* Begin TEXT EXCERPT *

Tuesday, November 28, 2017

Theme-Worldbuilding Integration Part 17 - Creating A Prophecy

Theme-Worldbuilding Integration

Part 17

Creating A Prophecy

by

Jacqueline Lichtenberg


The index to Theme-Worldbuilding Posts is here:
https://aliendjinnromances.blogspot.com/2014/04/index-to-theme-worldbuilding.html

Last week we looked at Depicting Prophecy
https://aliendjinnromances.blogspot.com/2017/11/depiction-part-34-depicting-prophecy.html

http://aliendjinnromances.blogspot.com/2015/04/index-to-depiction-series-by-jacqueline.html

Next week, we'll look at Creating A Prophet Character.

Now let's consider how to craft a fictional Prophecy.

Before you decide your story needs a Prophecy, you need to look at the Characters and Plot to determine if you need a Prophecy that the Characters will (or will not) believe, and that the target audience will (or will not) believe or accept.

Are your Characters going to believe the Prophecy, and then find out it is a sham, a scam, grifter's trick, or a "false religion?"

* End TEXT EXCERPT *
* Begin RECORDS *

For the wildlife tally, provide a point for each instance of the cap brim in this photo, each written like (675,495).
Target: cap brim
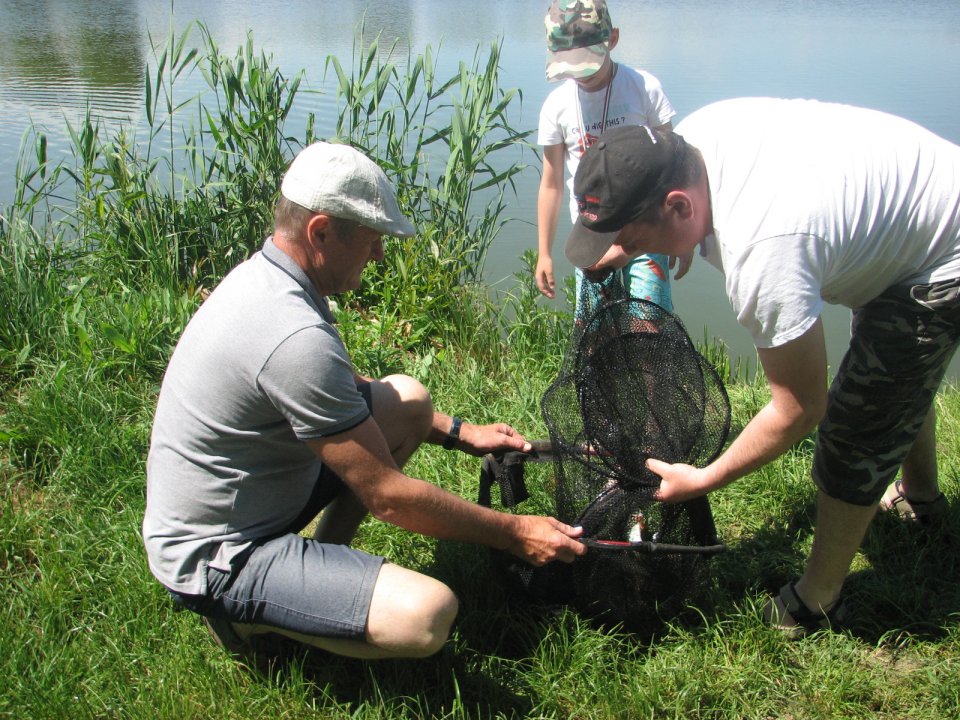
(575,63)
(585,247)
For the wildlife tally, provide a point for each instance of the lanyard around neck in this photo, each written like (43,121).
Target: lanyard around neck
(606,105)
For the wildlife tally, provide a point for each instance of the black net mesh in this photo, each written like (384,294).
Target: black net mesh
(632,386)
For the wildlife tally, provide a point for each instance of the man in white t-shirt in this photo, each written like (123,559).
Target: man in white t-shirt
(262,423)
(808,203)
(595,94)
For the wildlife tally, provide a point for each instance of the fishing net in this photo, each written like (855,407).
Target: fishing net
(632,386)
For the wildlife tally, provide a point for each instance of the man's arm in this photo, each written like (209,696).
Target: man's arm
(360,457)
(549,200)
(475,439)
(796,373)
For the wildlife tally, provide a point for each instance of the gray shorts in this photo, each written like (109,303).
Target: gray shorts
(293,582)
(901,345)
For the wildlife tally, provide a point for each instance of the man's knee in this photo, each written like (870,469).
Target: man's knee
(403,404)
(410,614)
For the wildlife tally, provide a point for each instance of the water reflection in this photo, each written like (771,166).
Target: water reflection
(56,56)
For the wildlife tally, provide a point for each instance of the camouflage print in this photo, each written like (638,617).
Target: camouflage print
(576,24)
(901,345)
(576,31)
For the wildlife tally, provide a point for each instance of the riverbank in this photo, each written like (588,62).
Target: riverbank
(97,290)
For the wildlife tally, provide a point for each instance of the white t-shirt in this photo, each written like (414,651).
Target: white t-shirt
(635,97)
(818,202)
(259,369)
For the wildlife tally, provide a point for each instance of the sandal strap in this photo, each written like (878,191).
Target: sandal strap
(803,615)
(913,509)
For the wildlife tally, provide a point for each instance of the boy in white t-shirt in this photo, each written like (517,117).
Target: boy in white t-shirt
(597,93)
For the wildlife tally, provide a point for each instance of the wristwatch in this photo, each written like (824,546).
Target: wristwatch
(453,434)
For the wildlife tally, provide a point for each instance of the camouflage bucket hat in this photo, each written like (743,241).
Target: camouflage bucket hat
(577,32)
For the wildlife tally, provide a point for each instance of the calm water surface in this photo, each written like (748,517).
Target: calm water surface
(57,57)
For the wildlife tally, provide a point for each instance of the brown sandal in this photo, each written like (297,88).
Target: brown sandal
(913,511)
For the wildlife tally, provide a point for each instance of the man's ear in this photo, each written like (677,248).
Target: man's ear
(317,228)
(679,202)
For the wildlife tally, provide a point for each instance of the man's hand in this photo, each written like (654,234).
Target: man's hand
(482,439)
(543,539)
(679,482)
(543,274)
(682,264)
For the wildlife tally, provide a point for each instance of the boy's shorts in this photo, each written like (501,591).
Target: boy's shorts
(296,583)
(901,345)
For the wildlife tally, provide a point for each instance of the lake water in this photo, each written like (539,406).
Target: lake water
(59,56)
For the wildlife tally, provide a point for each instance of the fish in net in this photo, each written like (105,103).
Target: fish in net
(632,386)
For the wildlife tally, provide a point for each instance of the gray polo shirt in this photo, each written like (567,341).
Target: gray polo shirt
(259,369)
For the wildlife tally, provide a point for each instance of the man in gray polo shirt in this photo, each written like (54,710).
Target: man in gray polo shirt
(262,422)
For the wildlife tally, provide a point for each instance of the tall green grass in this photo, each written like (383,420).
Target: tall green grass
(103,258)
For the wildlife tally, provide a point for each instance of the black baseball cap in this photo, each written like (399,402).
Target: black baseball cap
(621,176)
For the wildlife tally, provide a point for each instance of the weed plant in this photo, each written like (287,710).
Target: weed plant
(104,258)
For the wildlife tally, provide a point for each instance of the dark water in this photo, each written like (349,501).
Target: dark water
(57,57)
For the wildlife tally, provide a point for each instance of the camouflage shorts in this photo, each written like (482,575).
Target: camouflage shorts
(901,345)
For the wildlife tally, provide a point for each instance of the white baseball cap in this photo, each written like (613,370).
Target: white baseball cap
(341,181)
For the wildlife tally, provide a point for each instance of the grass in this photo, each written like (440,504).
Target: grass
(95,293)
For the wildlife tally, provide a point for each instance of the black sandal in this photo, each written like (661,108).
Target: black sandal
(788,613)
(913,511)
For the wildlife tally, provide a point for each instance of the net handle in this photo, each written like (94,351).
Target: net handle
(650,547)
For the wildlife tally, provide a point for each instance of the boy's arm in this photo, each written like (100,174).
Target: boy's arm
(549,199)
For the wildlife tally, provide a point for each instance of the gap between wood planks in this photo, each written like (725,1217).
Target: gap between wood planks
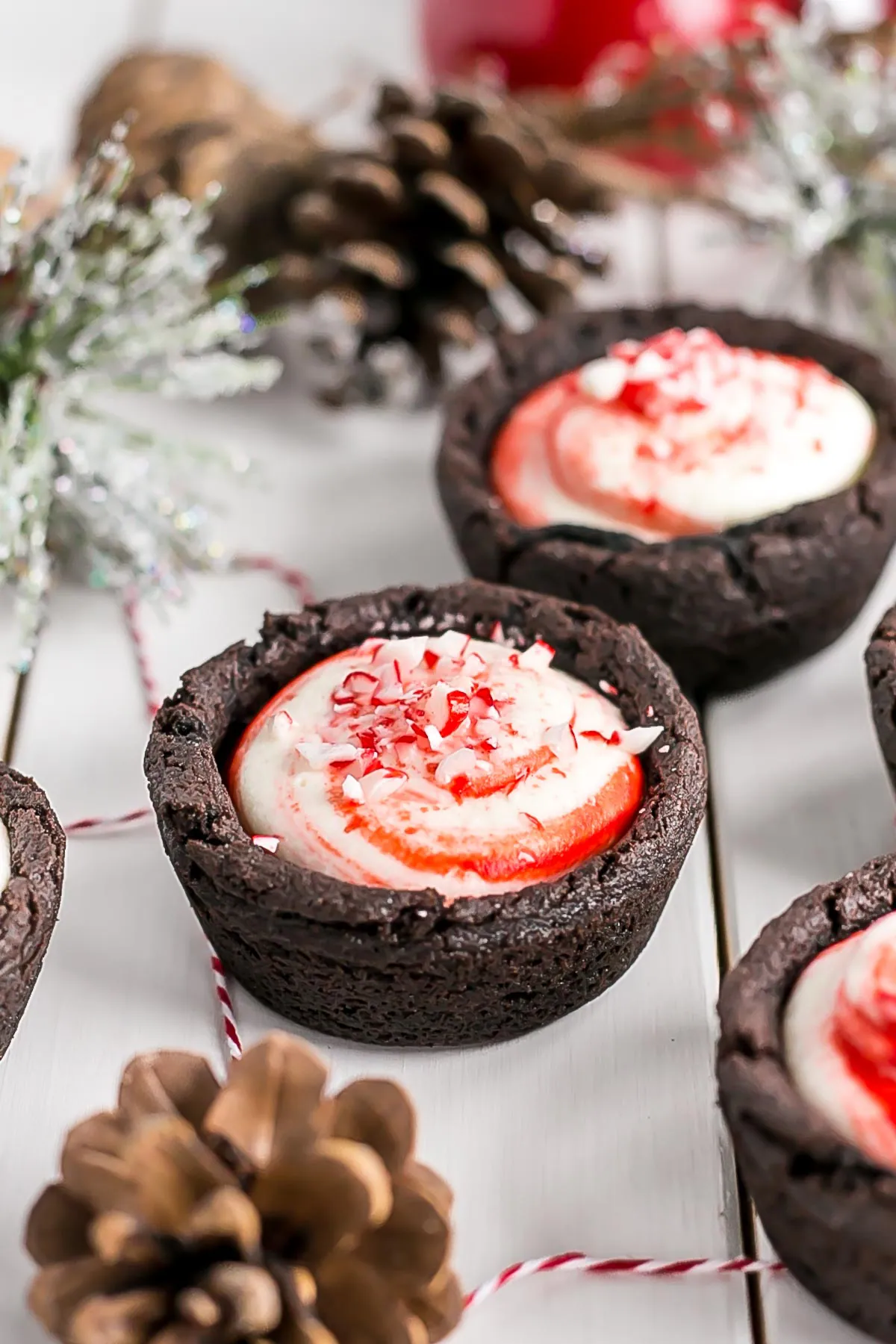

* End RECORDS *

**THE TASKS**
a) Reproduce word for word the part of the article on creating a prophecy that begins at the words "Last week we" and ends after the words "believe or accept.".
b) Continue the article on crafting a fictional prophecy from the point where it stops.

**RESULTS BY TASK**
a)
Last week we looked at Depicting Prophecy
https://aliendjinnromances.blogspot.com/2017/11/depiction-part-34-depicting-prophecy.html

http://aliendjinnromances.blogspot.com/2015/04/index-to-depiction-series-by-jacqueline.html

Next week, we'll look at Creating A Prophet Character.

Now let's consider how to craft a fictional Prophecy.

Before you decide your story needs a Prophecy, you need to look at the Characters and Plot to determine if you need a Prophecy that the Characters will (or will not) believe, and that the target audience will (or will not) believe or accept.

b)
Why do you need a Prophecy to tell this particular story?

If your story absolutely requires a Prophecy to "work," then you have to create one, or lift one from Earth's rich history.

Do you want to borrow a real Prophecy (one that has, or has not, already been considered to have materialized?) or do you need a completely fresh and original Prophecy?

As noted last week, depicting a Prophecy in a Science Fiction Romance or any fictional work, requires two main things:

1. If you include a Prophecy - the story and plot become about Prophecy, and the non-material (mystical) dimensions behind your built world.

2. Once included, everything else in your built world, every detail, must be consistent with the mechanism by which Prophecy works in your World.  


If you use Prophecy, (or foretelling, or divination, or ESP or any form of foreknowing) you don't have to let the Characters or the Reader know how it works, but you must know how it works.

This is a general rule in writing Fantasy of any sub-genre -- you have to know  more than your reader, and you should let the reader know everything you know.  Just tell your Character's story -- the Characters do this, and that happens, and then the Characters do that.  Just telll the story.

But to get to where you can tell the story without thinking about the details, you must know how the world works so you will invent or pick details that depict the same "world."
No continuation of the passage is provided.